-- Records for the exercise follows --

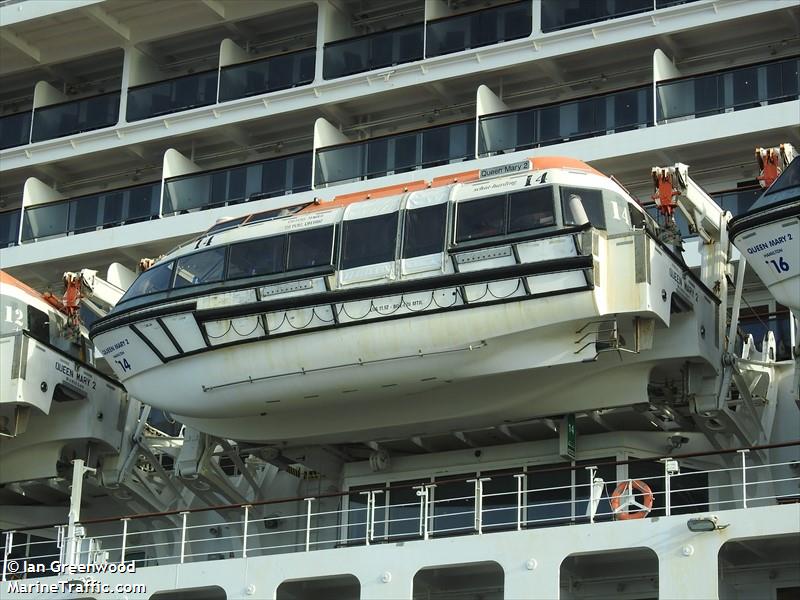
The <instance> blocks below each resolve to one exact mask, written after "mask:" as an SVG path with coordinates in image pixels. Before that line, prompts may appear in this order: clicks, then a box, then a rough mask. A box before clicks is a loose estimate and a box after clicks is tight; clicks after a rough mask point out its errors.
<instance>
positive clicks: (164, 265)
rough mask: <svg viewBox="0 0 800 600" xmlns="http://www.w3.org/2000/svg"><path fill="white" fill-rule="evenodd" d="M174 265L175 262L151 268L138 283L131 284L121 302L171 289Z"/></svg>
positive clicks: (140, 276) (172, 262) (143, 275)
mask: <svg viewBox="0 0 800 600" xmlns="http://www.w3.org/2000/svg"><path fill="white" fill-rule="evenodd" d="M174 265H175V263H174V262H169V263H167V264H164V265H158V266H156V267H151V268H150V269H148V270H147V271H145V272H144V273H142V274H141V275H139V277H137V278H136V281H134V282H133V283H132V284H131V287H129V288H128V291H127V292H125V295H124V296H123V297H122V300H121V302H124V301H125V300H130V299H131V298H136V297H138V296H145V295H147V294H154V293H156V292H163V291H164V290H167V289H169V284H170V283H171V282H172V268H173V266H174Z"/></svg>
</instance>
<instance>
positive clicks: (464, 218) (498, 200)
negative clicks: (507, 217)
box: [456, 194, 506, 242]
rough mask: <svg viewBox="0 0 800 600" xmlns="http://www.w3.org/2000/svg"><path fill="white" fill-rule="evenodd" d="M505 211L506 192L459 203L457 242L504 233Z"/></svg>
mask: <svg viewBox="0 0 800 600" xmlns="http://www.w3.org/2000/svg"><path fill="white" fill-rule="evenodd" d="M505 212H506V197H505V194H503V195H502V196H490V197H488V198H481V199H480V200H470V201H468V202H461V203H459V204H458V208H457V212H456V223H457V226H456V242H467V241H469V240H478V239H481V238H486V237H492V236H495V235H502V234H503V233H504V231H503V230H504V229H505V226H504V222H505Z"/></svg>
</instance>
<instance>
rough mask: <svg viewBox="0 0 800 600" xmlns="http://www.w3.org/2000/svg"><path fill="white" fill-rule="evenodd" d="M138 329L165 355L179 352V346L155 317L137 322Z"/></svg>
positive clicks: (140, 331)
mask: <svg viewBox="0 0 800 600" xmlns="http://www.w3.org/2000/svg"><path fill="white" fill-rule="evenodd" d="M136 329H138V330H139V333H141V334H142V335H143V336H145V337H146V338H147V339H148V340H150V343H151V344H153V346H155V347H156V349H157V350H158V351H159V352H160V353H161V355H162V356H164V357H167V358H169V357H172V356H175V355H176V354H178V353H179V350H178V348H176V347H175V344H173V343H172V340H170V339H169V336H168V335H167V334H166V332H165V331H164V329H163V328H162V327H161V324H160V323H159V322H158V321H156V320H155V319H150V320H148V321H141V322H139V323H136Z"/></svg>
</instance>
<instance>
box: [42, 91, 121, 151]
mask: <svg viewBox="0 0 800 600" xmlns="http://www.w3.org/2000/svg"><path fill="white" fill-rule="evenodd" d="M119 97H120V95H119V91H116V92H109V93H107V94H101V95H99V96H92V97H90V98H81V99H80V100H71V101H69V102H62V103H59V104H51V105H49V106H43V107H41V108H37V109H35V110H34V111H33V118H32V127H31V143H35V142H40V141H42V140H51V139H55V138H60V137H65V136H71V135H75V134H78V133H82V132H84V131H93V130H95V129H103V128H104V127H111V126H113V125H116V124H117V121H118V120H119Z"/></svg>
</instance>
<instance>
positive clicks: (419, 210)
mask: <svg viewBox="0 0 800 600" xmlns="http://www.w3.org/2000/svg"><path fill="white" fill-rule="evenodd" d="M405 219H406V220H405V227H404V228H403V258H414V257H416V256H425V255H427V254H436V253H438V252H443V251H444V238H445V224H446V222H447V203H442V204H435V205H433V206H426V207H424V208H417V209H414V210H407V211H406V215H405Z"/></svg>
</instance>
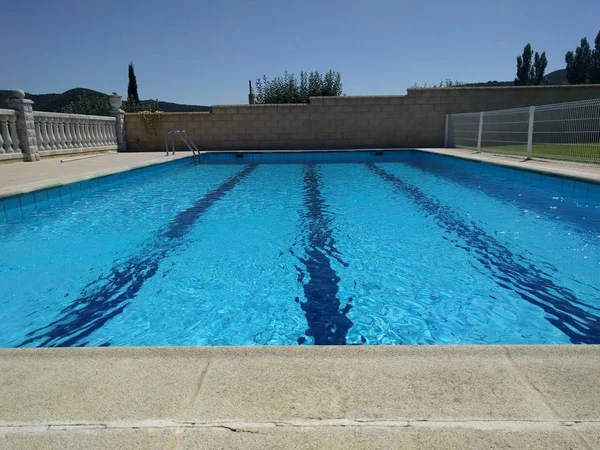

-- Records for the exercise concluded --

*What is being asked*
An exact copy of each entry is required, minus the pictures.

*Response to this exercise*
The <instance> blocks below each resolve to one exact mask, written after "mask:" as an SVG path with coordinates in image pixels. Before that line, prompts may appear in this order: clicks, then a box, then a rough mask. A box before clicks is a loose estimate and a box after clicks is tight; clicks after a rough mask point out its errors.
<instance>
positive clicks: (164, 265)
rough mask: <svg viewBox="0 0 800 600" xmlns="http://www.w3.org/2000/svg"><path fill="white" fill-rule="evenodd" d="M174 265L175 262L151 268L138 283L131 284L121 302L171 289Z"/></svg>
positive clicks: (140, 276) (172, 262) (143, 275)
mask: <svg viewBox="0 0 800 600" xmlns="http://www.w3.org/2000/svg"><path fill="white" fill-rule="evenodd" d="M174 265H175V263H174V262H169V263H167V264H164V265H158V266H156V267H151V268H150V269H148V270H147V271H145V272H144V273H142V274H141V275H139V277H137V278H136V281H134V282H133V283H132V284H131V287H129V288H128V291H127V292H125V295H124V296H123V297H122V300H121V302H124V301H125V300H130V299H131V298H136V297H138V296H145V295H147V294H154V293H156V292H163V291H164V290H167V289H169V284H170V283H171V282H172V268H173V266H174Z"/></svg>
</instance>
<instance>
positive clicks: (464, 218) (498, 200)
negative clicks: (507, 217)
box: [456, 194, 506, 242]
rough mask: <svg viewBox="0 0 800 600" xmlns="http://www.w3.org/2000/svg"><path fill="white" fill-rule="evenodd" d="M505 211L506 192L459 203L457 242L504 233Z"/></svg>
mask: <svg viewBox="0 0 800 600" xmlns="http://www.w3.org/2000/svg"><path fill="white" fill-rule="evenodd" d="M505 212H506V197H505V194H503V195H502V196H490V197H488V198H481V199H480V200H470V201H468V202H461V203H459V204H458V208H457V212H456V223H457V226H456V242H467V241H469V240H478V239H481V238H486V237H492V236H495V235H502V234H503V233H504V231H503V230H504V229H505V226H504V222H505Z"/></svg>
</instance>
<instance>
rough mask: <svg viewBox="0 0 800 600" xmlns="http://www.w3.org/2000/svg"><path fill="white" fill-rule="evenodd" d="M138 329L165 355L179 352V346L155 317L137 322Z"/></svg>
positive clicks: (140, 331)
mask: <svg viewBox="0 0 800 600" xmlns="http://www.w3.org/2000/svg"><path fill="white" fill-rule="evenodd" d="M136 329H138V330H139V333H141V334H142V335H143V336H145V337H146V338H147V339H148V340H150V343H151V344H153V346H155V347H156V349H157V350H158V351H159V352H160V353H161V355H162V356H164V357H167V358H169V357H172V356H175V355H176V354H178V353H179V350H178V348H176V347H175V344H173V343H172V340H170V339H169V336H168V335H167V334H166V332H165V331H164V329H163V328H162V327H161V324H160V323H159V322H158V321H156V320H155V319H150V320H148V321H141V322H139V323H136Z"/></svg>
</instance>
<instance>
box: [42, 91, 121, 151]
mask: <svg viewBox="0 0 800 600" xmlns="http://www.w3.org/2000/svg"><path fill="white" fill-rule="evenodd" d="M119 97H120V95H119V91H116V92H109V93H107V94H101V95H99V96H92V97H90V98H81V99H80V100H71V101H69V102H62V103H59V104H51V105H49V106H43V107H41V108H37V109H35V110H34V111H33V118H32V127H31V143H35V142H40V141H42V140H51V139H55V138H60V137H65V136H71V135H75V134H78V133H82V132H84V131H93V130H95V129H103V128H104V127H111V126H113V125H116V124H117V121H118V120H119Z"/></svg>
</instance>
<instance>
positive clicks: (419, 210)
mask: <svg viewBox="0 0 800 600" xmlns="http://www.w3.org/2000/svg"><path fill="white" fill-rule="evenodd" d="M405 219H406V220H405V227H404V228H403V258H414V257H416V256H425V255H427V254H436V253H438V252H443V251H444V238H445V224H446V222H447V203H442V204H435V205H433V206H426V207H424V208H417V209H414V210H407V211H406V215H405Z"/></svg>
</instance>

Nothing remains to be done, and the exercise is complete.